To do ::
Write the following entries out again exactly, skipping each image.

=== Records for the task ===

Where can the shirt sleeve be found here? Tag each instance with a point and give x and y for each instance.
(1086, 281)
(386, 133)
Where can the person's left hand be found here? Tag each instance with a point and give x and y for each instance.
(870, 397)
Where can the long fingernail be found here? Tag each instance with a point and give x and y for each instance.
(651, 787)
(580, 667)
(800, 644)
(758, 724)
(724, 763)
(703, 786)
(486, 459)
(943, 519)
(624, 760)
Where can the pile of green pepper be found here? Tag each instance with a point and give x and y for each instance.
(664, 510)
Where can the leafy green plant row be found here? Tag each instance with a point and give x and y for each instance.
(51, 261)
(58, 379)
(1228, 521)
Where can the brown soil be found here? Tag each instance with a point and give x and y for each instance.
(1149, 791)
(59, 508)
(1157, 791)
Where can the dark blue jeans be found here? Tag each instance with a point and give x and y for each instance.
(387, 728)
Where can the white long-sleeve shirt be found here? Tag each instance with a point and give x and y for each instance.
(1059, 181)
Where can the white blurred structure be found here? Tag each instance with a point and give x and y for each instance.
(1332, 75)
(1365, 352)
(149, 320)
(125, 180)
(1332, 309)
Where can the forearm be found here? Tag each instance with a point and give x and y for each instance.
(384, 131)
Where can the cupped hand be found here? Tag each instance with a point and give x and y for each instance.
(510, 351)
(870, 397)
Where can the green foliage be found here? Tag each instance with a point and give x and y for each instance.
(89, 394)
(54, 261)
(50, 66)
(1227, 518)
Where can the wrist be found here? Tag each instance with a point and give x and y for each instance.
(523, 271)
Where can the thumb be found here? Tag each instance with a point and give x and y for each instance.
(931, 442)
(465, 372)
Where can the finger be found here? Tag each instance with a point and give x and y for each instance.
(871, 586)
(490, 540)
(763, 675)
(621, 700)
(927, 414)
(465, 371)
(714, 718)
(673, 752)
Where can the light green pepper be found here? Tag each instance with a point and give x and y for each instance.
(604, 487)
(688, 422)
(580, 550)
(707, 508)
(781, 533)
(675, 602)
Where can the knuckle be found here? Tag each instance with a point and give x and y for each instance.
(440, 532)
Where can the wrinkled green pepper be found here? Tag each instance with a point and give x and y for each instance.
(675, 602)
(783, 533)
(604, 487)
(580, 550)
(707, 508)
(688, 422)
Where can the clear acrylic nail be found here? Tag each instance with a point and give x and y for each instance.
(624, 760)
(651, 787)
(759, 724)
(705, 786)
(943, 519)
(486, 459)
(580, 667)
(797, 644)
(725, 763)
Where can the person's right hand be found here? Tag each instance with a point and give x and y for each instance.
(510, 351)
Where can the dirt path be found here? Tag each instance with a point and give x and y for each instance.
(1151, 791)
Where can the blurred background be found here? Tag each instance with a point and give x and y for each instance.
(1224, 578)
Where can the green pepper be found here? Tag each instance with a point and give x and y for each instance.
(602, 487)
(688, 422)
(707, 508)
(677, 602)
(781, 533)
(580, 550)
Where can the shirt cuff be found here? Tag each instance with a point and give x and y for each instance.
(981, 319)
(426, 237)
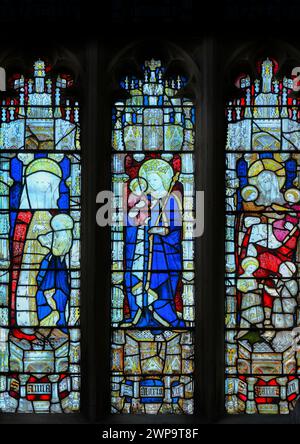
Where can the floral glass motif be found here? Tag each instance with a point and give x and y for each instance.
(262, 246)
(39, 246)
(152, 308)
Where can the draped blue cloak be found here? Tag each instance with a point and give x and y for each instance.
(165, 268)
(53, 274)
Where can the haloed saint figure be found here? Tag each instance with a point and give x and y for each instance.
(42, 239)
(153, 247)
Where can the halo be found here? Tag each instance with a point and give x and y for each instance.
(138, 186)
(249, 261)
(157, 166)
(292, 195)
(44, 164)
(249, 193)
(266, 165)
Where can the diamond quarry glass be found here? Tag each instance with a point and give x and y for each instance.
(152, 305)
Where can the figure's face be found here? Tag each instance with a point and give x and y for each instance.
(251, 269)
(43, 190)
(155, 182)
(266, 180)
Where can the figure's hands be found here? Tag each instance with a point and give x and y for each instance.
(49, 296)
(161, 231)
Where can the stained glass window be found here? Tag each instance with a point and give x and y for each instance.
(262, 245)
(39, 245)
(152, 307)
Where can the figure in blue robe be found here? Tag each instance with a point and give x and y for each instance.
(151, 291)
(53, 275)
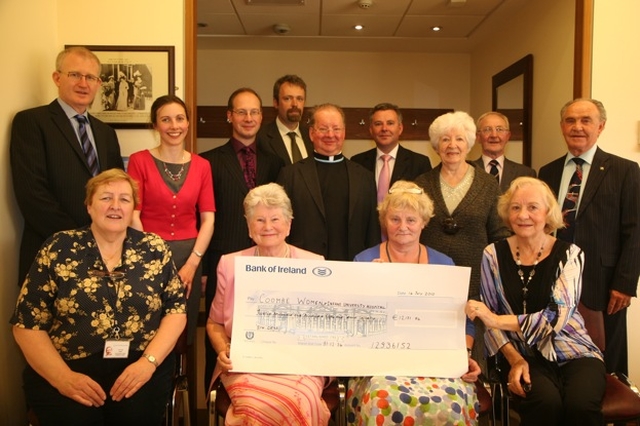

===

Solved exercise ::
Where can the shirt sleeve be found here? Tag each instance with a point and give x and y for each instance.
(1086, 281)
(386, 133)
Where can the person's left hand be found here? Tag each instance with a point and give x and y for each instance.
(870, 397)
Where can the long fingernail be found here? Tag each instance with a point and give x and y for each instance.
(651, 787)
(580, 667)
(800, 644)
(758, 724)
(724, 763)
(703, 786)
(486, 459)
(943, 519)
(624, 760)
Where can the pile of green pepper be found here? Tag each instance with a point and give x and y for each instance.
(664, 510)
Where can the leafy green plant row be found here? Tag each instance with a point and give x and y for each instance.
(51, 261)
(58, 379)
(1228, 521)
Where can the brown soil be found here? Tag each instance with a point and give x and y for each instance.
(1149, 791)
(59, 508)
(1157, 791)
Where can the dark blue jeans be found here? Tag each instance with a point and give x and y for each instance.
(387, 728)
Where can the white long-sleeve shirt be found here? Tag each instance with a point and give x and y for each instance.
(1059, 181)
Where can the white blurred structure be found here? Tag each instance with a point and give x and y for each instance.
(1332, 75)
(1365, 352)
(149, 320)
(125, 180)
(1332, 309)
Where can the forearm be found here? Tag each instance with a point and give x and y for each instance.
(384, 131)
Where can the cupped hand be found here? Tag each instance with a point and give x and y for each instance.
(510, 351)
(870, 397)
Where can the green foliage be found here? Tag each instance with a point and give x and y for each instance.
(89, 394)
(54, 261)
(50, 66)
(1227, 518)
Where can the wrist be found here? Tag each instance with a point and give x and y for each instance.
(523, 271)
Where can the thumb be found here? Tag each instance with a point and give x and y for each instance.
(931, 442)
(465, 372)
Where can the finger be found here? Tag each instance with a point and give x and y for each instance.
(871, 586)
(490, 540)
(763, 675)
(621, 700)
(927, 414)
(465, 371)
(714, 718)
(673, 752)
Where can the light green pepper be found here? Tag each instance with a point and give x and y for each instance.
(604, 487)
(688, 422)
(580, 550)
(707, 508)
(781, 533)
(675, 602)
Where can the knuckle be found here? Tag each instance with a point and give x and y for each instance.
(440, 532)
Where can the wrinkled green pepper be found here? Tag each instance with a point and give x and y for each instance.
(675, 602)
(783, 533)
(604, 487)
(580, 550)
(707, 508)
(688, 422)
Where can the clear acrylic nail be found here? Tag each instance with a point and give x and y for each instance.
(624, 760)
(651, 787)
(759, 724)
(705, 786)
(943, 519)
(486, 459)
(580, 667)
(797, 644)
(725, 763)
Where can the person's right hand be found here? Tag each instance with a point and give x and y for each instance.
(510, 351)
Where can the dirt path be found here? Tag each instance with a point and give x and y for each instance.
(1151, 791)
Where can the blurred background be found here? Tag each instance with a point and give x and y for each instance.
(1224, 578)
Where can the green pepper be found here? Tag each instance with a point and give x and y for each instance.
(602, 487)
(688, 422)
(707, 508)
(677, 602)
(781, 533)
(580, 550)
Where can the shirt cuff be found here? Tag each instance with a point and give x and y for each instance.
(981, 319)
(426, 237)
Where can the floral glass motif be found here? Tag each instance with a point and give x and y for each instance.
(262, 246)
(39, 246)
(152, 308)
Where can the draped blue cloak be found here? Tag each instance with a point and give x and y for each instance.
(165, 268)
(53, 274)
Where can the haloed saint figure be found here? Tag each instance with a point and give x and y for each instance.
(42, 239)
(153, 247)
Where can the halo be found here? Tag each instance with a point and give x and y for each instance.
(138, 186)
(249, 261)
(157, 166)
(292, 195)
(44, 164)
(249, 193)
(266, 165)
Where can the diamond quarry glass be found here? Tag each instance with a point and give x and y for each instance.
(152, 305)
Where can the figure's face be found here? Tag each instance with a point and give x and y for each instance.
(251, 269)
(43, 190)
(155, 182)
(266, 180)
Where can the figure's hands be found here? Tag each instance with a point and give x and y for each instance.
(49, 296)
(161, 231)
Where can the stained glass window be found here? Tag each instance with a point and give x and y for each instance.
(262, 245)
(39, 245)
(152, 307)
Where can the figure in blue robe be found here? Tag each instance with a point and give x and y for each instance.
(151, 291)
(53, 275)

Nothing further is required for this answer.